WORK INSTRUCTION 1: Write out the part of the summary on UV treatment of liquid egg white from "Purpose of the" up to and including "E. coli reduction.", keeping every word and mark unchanged.
WORK INSTRUCTION 2: Continue the summary of the study on UV inactivation of E. coli in liquid egg white, starting after its last line.

EXTRACT PROVIDED:
'''
Purpose of the Study:

  • To investigate the inactivation of E. coli in LEW using a novel UV irradiation system.
  • To optimize UV processing parameters for efficient E. coli reduction.
  • To assess the impact of storage on surviving E. coli populations and determine process energy efficiency.

Main Methods:

  • Liquid egg white inoculated with E. coli K12 was processed using a UV irradiator with centrifugal thin-film formation.
  • Key parameters varied: UV intensity, cylinder speed and inclination, flow rate, and treatment time.
  • E. coli populations were enumerated on tryptic soy agar (TSA), with sublethal injury assessed using TSA+4% NaCl.

Main Results:

  • A UV dose of 29 mJ/cm² at 10°C reduced E. coli by 5 log cfu/ml.
'''
SUPPLIED ENTRIES:
'''
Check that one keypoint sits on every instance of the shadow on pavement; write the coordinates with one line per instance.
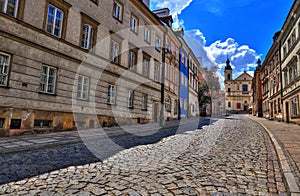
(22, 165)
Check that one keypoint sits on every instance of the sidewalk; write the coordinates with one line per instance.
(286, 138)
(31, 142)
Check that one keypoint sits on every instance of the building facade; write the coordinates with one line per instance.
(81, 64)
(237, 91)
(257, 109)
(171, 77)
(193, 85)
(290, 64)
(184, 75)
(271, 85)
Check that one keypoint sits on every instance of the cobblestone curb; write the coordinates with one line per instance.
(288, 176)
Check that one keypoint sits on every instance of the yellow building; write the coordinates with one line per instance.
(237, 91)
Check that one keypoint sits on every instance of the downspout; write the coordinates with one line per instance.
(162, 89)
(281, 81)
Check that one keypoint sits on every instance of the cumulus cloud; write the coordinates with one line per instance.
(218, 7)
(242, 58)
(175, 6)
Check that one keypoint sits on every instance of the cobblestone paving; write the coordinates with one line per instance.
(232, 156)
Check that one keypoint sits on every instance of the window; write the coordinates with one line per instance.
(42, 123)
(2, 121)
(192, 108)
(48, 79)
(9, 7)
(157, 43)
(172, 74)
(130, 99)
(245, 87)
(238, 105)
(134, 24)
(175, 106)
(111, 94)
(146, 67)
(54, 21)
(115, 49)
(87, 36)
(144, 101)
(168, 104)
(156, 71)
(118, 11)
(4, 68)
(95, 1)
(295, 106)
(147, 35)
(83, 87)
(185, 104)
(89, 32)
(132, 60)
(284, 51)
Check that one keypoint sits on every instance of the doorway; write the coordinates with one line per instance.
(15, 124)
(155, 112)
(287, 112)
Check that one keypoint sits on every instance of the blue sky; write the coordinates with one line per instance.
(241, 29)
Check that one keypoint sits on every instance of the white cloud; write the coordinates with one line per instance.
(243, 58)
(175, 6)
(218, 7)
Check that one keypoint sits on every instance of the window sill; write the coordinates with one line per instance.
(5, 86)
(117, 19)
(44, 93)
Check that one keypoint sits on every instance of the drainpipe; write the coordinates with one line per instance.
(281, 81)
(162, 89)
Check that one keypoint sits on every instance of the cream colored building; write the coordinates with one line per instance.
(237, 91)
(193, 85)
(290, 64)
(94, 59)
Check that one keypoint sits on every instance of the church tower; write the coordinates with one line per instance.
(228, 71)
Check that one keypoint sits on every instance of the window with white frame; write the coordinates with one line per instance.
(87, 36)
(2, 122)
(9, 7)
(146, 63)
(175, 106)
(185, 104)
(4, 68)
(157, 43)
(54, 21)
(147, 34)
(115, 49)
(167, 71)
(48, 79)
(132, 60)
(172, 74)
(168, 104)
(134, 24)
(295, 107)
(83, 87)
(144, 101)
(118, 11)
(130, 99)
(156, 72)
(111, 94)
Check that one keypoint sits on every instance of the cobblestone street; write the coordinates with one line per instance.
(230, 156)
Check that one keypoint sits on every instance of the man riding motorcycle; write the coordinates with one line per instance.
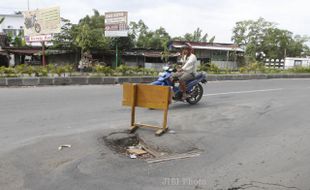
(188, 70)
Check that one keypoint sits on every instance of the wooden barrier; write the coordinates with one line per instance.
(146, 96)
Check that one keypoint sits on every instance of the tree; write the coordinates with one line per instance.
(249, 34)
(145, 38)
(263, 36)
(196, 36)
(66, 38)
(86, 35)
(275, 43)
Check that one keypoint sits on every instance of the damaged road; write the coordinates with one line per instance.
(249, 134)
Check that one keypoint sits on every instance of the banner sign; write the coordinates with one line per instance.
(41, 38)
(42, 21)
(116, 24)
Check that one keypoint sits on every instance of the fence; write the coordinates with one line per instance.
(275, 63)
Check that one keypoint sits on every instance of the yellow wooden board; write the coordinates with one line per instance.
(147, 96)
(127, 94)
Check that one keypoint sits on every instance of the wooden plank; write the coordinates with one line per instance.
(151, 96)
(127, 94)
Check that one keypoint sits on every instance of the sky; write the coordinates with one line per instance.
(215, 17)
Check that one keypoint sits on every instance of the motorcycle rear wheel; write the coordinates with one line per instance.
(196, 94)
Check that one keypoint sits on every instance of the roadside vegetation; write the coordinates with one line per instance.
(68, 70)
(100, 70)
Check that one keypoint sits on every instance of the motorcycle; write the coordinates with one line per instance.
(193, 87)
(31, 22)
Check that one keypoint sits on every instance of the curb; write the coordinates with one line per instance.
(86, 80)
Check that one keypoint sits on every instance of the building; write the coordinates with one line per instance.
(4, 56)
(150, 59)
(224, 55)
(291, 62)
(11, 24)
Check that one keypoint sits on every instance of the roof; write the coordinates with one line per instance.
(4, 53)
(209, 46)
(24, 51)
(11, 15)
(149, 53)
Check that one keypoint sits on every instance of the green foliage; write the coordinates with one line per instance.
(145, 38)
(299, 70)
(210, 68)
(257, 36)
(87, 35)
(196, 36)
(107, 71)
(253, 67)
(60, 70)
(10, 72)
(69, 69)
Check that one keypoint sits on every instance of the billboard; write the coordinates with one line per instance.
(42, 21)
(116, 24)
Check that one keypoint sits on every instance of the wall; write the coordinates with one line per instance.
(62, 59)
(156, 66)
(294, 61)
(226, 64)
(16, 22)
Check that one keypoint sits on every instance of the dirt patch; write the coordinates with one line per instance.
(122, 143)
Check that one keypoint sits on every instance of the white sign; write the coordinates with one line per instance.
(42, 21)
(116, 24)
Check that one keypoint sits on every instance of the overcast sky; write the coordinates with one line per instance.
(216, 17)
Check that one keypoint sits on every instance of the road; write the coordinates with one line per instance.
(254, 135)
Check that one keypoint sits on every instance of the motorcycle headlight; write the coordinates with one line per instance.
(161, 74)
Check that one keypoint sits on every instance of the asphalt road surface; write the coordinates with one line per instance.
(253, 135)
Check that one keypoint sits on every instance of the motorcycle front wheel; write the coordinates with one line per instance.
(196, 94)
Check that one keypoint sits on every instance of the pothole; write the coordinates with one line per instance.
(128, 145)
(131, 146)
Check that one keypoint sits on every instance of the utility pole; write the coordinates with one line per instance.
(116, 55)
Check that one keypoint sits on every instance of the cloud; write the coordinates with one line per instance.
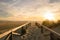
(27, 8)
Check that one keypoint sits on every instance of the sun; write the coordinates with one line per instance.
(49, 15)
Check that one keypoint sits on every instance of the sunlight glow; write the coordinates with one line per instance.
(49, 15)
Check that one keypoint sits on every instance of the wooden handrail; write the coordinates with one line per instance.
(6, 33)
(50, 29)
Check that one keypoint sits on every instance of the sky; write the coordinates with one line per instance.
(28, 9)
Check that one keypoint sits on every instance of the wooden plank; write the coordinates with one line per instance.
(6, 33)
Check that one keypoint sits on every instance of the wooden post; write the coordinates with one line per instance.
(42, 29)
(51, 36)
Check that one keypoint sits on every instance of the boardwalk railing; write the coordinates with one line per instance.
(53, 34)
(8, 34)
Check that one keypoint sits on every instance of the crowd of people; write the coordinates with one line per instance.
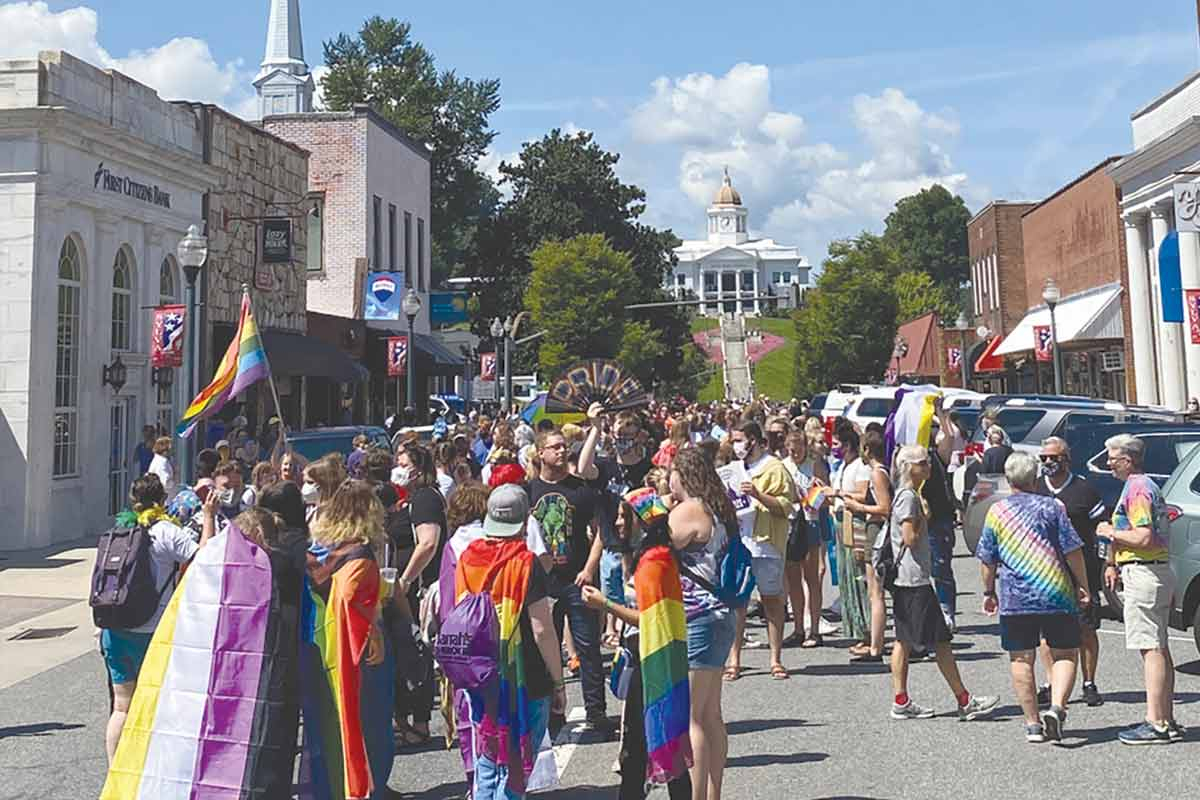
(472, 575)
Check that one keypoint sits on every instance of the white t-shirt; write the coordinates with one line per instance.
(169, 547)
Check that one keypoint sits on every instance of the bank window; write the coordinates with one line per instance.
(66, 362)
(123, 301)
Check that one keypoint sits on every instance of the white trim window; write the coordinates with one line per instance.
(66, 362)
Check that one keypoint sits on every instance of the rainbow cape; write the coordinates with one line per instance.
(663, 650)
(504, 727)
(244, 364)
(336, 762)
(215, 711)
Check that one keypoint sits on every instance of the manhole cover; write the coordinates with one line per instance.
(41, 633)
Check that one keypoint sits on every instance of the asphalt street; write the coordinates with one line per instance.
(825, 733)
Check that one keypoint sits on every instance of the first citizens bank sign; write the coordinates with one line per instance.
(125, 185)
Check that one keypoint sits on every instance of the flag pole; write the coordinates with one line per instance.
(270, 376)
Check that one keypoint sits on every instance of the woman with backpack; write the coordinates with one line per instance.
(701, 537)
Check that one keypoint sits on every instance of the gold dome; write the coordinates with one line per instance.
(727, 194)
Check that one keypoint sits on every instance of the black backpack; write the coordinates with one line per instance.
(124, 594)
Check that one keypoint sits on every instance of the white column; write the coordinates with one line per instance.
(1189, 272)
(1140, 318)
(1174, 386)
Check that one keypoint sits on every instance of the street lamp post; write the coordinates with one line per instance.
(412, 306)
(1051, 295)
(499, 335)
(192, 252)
'''
EXERCISE RESULT 1:
Purpose of the Study:

  • To investigate the inactivation of E. coli in LEW using a novel UV irradiation system.
  • To optimize UV processing parameters for efficient E. coli reduction.

EXERCISE RESULT 2:
  • Inactivation improved with higher UV doses and lower flow rates; cylinder inclination angles of 30° and 45° were more effective than 15°.
  • Sublethal injury was observed, and refrigerated storage (4°C and 10°C) for 28 days further reduced E. coli, with minimal regrowth.

Conclusions:

  • Nonthermal UV pasteurization is effective for inactivating E. coli in LEW, particularly at lower flow rates.
  • The centrifugal thin-film UV system demonstrates potential for efficient LEW pasteurization.
  • Further investigation into sublethal injury and long-term storage effects is warranted.